-- START OF Material supplied --

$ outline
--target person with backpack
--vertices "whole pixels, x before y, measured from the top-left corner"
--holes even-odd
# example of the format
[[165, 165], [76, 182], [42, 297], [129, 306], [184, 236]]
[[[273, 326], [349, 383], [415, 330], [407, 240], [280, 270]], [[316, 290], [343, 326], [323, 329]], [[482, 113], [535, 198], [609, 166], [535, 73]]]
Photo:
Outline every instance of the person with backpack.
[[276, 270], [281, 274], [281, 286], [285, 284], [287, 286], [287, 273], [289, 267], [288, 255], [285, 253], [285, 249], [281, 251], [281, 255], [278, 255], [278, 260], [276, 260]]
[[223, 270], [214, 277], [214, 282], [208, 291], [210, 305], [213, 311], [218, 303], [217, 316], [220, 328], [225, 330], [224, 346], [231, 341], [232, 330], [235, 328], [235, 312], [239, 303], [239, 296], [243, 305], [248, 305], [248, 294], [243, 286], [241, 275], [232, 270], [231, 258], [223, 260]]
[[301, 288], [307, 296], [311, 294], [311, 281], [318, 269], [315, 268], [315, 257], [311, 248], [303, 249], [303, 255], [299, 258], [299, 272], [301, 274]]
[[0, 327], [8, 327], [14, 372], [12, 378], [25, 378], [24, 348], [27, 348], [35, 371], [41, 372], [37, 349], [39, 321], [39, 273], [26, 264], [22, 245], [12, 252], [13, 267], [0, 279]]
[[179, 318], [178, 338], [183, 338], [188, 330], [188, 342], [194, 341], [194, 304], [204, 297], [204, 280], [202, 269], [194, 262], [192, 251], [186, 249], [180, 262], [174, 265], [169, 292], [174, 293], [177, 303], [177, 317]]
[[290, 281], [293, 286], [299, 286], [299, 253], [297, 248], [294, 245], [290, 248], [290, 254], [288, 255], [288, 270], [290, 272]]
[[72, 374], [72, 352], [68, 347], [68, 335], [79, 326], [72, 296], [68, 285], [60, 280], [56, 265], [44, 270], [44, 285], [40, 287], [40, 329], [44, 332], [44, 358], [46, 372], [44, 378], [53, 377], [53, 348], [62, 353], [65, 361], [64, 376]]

-- END OF Material supplied --

Directions:
Rewrite everything from the top of the records down to the line containing "267], [0, 279]]", both ends included. Shift the outline coordinates in the answers by adding -47 to every number, and keep all other lines as they are.

Result:
$ outline
--target person with backpack
--vertices "whole pixels, x before y, measured from the top-left corner"
--holes even-odd
# example of the format
[[165, 165], [76, 182], [42, 297], [129, 306], [184, 236]]
[[[273, 326], [349, 383], [415, 330], [407, 240], [280, 270]], [[316, 290], [343, 326], [323, 329]], [[482, 113], [535, 198], [609, 166], [535, 73]]]
Photo:
Outline every instance of the person with backpack.
[[229, 223], [234, 227], [234, 239], [238, 237], [240, 239], [240, 226], [242, 220], [241, 208], [238, 206], [238, 202], [234, 204], [234, 208], [231, 208], [231, 213], [229, 213]]
[[176, 223], [167, 230], [167, 235], [161, 244], [163, 258], [166, 264], [171, 256], [170, 269], [173, 281], [178, 283], [177, 299], [184, 294], [185, 283], [188, 281], [188, 265], [192, 256], [192, 249], [196, 258], [201, 258], [201, 247], [196, 239], [194, 228], [185, 223], [184, 211], [176, 213]]
[[254, 241], [260, 249], [264, 247], [264, 234], [271, 222], [268, 221], [268, 210], [264, 201], [256, 202], [256, 208], [252, 211], [252, 225], [254, 227]]
[[-47, 280], [-39, 280], [-33, 325], [-35, 331], [-22, 331], [-23, 301], [-20, 301], [-12, 324], [-6, 325], [-10, 302], [-8, 274], [-8, 226], [-21, 217], [-25, 198], [-35, 205], [-34, 220], [-47, 232]]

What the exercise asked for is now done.